**Given request**
Format the material below as a two-column CSV with the headers "label_request" and "boxes", giving one row per request with its text and its answer each in a single quoted field and any line breaks replaced by spaces. Cover all of the material and leave the pictures out.

++++ Given records

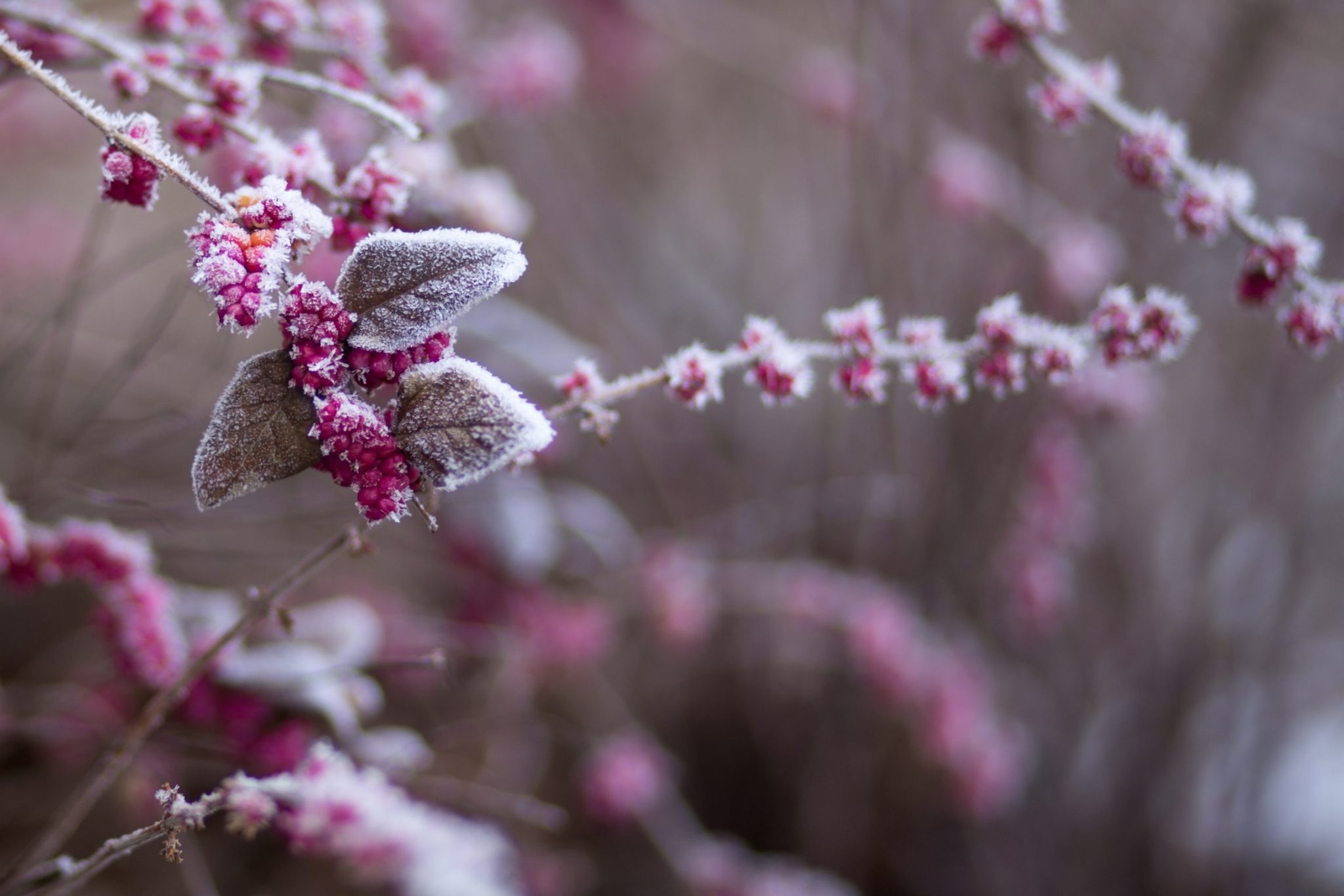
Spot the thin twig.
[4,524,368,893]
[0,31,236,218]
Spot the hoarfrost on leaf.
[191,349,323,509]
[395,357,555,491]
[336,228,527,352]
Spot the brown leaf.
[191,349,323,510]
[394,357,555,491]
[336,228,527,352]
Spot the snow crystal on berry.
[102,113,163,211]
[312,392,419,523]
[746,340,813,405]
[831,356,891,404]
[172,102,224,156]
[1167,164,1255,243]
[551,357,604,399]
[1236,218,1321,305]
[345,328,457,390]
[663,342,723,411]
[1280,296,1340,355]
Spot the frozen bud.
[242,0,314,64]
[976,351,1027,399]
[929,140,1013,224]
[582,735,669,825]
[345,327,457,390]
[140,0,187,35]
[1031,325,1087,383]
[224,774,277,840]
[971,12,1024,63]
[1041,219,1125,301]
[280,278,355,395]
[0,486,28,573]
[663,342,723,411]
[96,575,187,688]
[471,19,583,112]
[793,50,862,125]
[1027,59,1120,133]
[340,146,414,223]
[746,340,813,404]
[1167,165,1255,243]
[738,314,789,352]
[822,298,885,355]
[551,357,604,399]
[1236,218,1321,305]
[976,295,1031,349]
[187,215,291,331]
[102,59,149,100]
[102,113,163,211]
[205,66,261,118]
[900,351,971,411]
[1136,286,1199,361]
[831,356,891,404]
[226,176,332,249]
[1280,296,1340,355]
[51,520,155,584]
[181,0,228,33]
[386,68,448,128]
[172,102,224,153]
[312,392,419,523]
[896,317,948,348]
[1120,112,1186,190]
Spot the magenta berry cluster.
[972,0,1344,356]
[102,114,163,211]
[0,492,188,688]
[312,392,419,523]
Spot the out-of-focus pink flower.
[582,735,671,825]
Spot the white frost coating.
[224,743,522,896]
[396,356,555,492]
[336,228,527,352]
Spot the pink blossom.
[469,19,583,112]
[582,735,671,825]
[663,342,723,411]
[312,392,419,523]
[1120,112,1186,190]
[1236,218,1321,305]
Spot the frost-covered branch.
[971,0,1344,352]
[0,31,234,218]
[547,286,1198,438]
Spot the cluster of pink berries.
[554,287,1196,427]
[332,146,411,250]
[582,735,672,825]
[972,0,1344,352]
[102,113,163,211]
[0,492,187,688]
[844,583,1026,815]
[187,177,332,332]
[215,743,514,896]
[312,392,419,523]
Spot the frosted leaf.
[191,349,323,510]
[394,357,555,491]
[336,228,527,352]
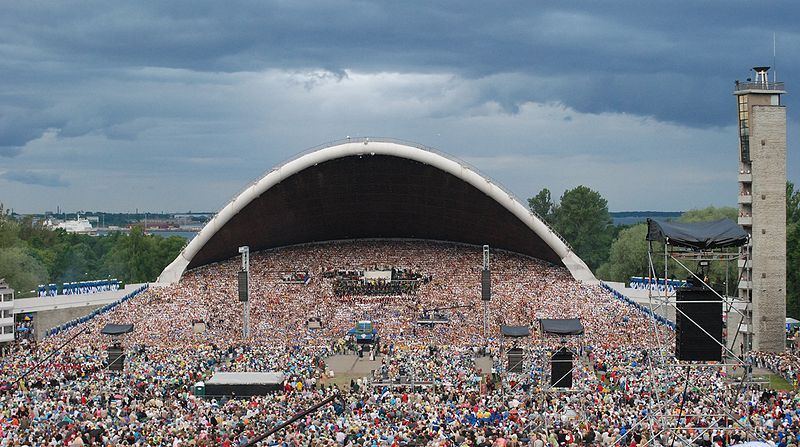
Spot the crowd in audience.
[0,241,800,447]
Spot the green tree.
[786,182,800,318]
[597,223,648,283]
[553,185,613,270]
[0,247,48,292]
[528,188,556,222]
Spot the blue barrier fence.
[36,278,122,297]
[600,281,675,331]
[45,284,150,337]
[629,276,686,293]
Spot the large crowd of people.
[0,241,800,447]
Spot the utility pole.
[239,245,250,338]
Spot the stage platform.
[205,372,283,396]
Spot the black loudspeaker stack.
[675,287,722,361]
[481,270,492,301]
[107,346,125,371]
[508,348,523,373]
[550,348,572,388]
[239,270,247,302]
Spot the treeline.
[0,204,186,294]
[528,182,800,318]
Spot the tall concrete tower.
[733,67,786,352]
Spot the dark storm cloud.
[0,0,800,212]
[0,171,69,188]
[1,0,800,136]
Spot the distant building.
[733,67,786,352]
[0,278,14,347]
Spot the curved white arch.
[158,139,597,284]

++++++++

**Solved exercise**
label_request,boxes
"Spot the thin twig.","[4,524,368,893] [0,31,236,218]"
"Spot the hoarfrost on leaf.","[191,349,323,509] [395,357,555,491] [336,228,527,352]"
"Spot the brown leaf.","[191,349,323,510] [394,357,555,491] [336,228,527,352]"
"Spot the snow crystal on berry.","[102,113,163,211] [312,392,419,523] [746,340,813,405] [831,356,891,404] [172,102,224,156] [1167,164,1255,243] [551,357,604,399] [1236,218,1321,305] [345,328,457,390] [663,342,723,411] [1280,296,1340,355]"
"Spot the frozen bud.","[242,0,314,64] [976,351,1027,399] [929,140,1013,224] [582,735,669,825] [345,327,457,390] [140,0,187,35] [1031,325,1087,383] [224,774,277,840] [971,12,1024,63] [1041,219,1125,301] [280,278,355,395] [0,486,28,573] [663,342,723,411] [96,575,187,688] [471,19,583,112] [793,50,862,125] [1027,59,1120,133] [340,146,414,223] [746,340,813,404] [1167,165,1255,243] [738,314,789,352] [822,298,885,355] [551,357,604,399] [1236,218,1321,305] [976,295,1031,349] [187,215,291,331] [102,59,149,100] [102,113,163,211] [205,66,261,118] [900,351,971,411] [1136,286,1199,361] [831,356,891,404] [226,176,332,249] [1280,296,1340,355] [51,520,155,584] [181,0,228,33] [386,68,448,128] [172,102,224,153] [312,392,419,523] [896,317,948,348] [1120,112,1186,190]"
"Spot the magenta berry cluster.","[972,0,1344,356] [102,114,163,211] [0,492,188,688] [312,392,419,523]"
"Spot the out-of-focus pink flower.","[582,735,671,825]"
"Spot the white frost coating.","[224,743,522,896] [396,356,555,492] [336,228,527,352]"
"Spot the pink blossom.","[469,19,583,112] [582,735,671,825] [663,342,723,411] [312,392,419,523] [1120,112,1186,190] [1236,218,1321,305]"
"Spot the frost-covered branch.","[971,0,1344,352] [0,31,234,218] [547,286,1198,438]"
"Spot the cluster of pink berries.","[554,287,1196,427] [332,146,411,250] [582,735,672,825] [972,0,1344,352] [102,113,163,211] [0,492,187,688] [844,583,1026,815] [187,177,332,332] [215,743,514,896] [312,392,419,523]"
"Spot the frosted leaf.","[191,349,323,510] [394,357,555,491] [336,228,527,352]"
"Spot the crowd in audience.","[0,241,800,447]"
"Spot the green tree.","[786,182,800,318] [597,223,648,283] [553,185,613,270] [0,247,48,292] [528,188,556,222]"
"Spot the blue barrier fence.","[36,278,122,297] [600,281,675,331] [45,284,150,337] [629,276,686,293]"
"Spot the large crowd of people.","[0,241,800,447]"
"Spot the utility pole.","[239,245,250,338]"
"Spot the stage platform.","[205,372,283,396]"
"Spot the black loudspeaker stack.","[675,287,722,361] [481,270,492,301] [107,346,125,371] [508,348,523,373] [550,348,572,388] [239,270,247,302]"
"Spot the treeline.","[0,204,186,294] [528,182,800,318]"
"Spot the tall concrete tower.","[733,67,786,352]"
"Spot the dark storm cloud.","[0,0,800,212] [0,171,69,188] [1,0,800,136]"
"Spot the distant building.","[733,67,786,352] [0,278,14,347]"
"Spot the curved white arch.","[158,139,597,284]"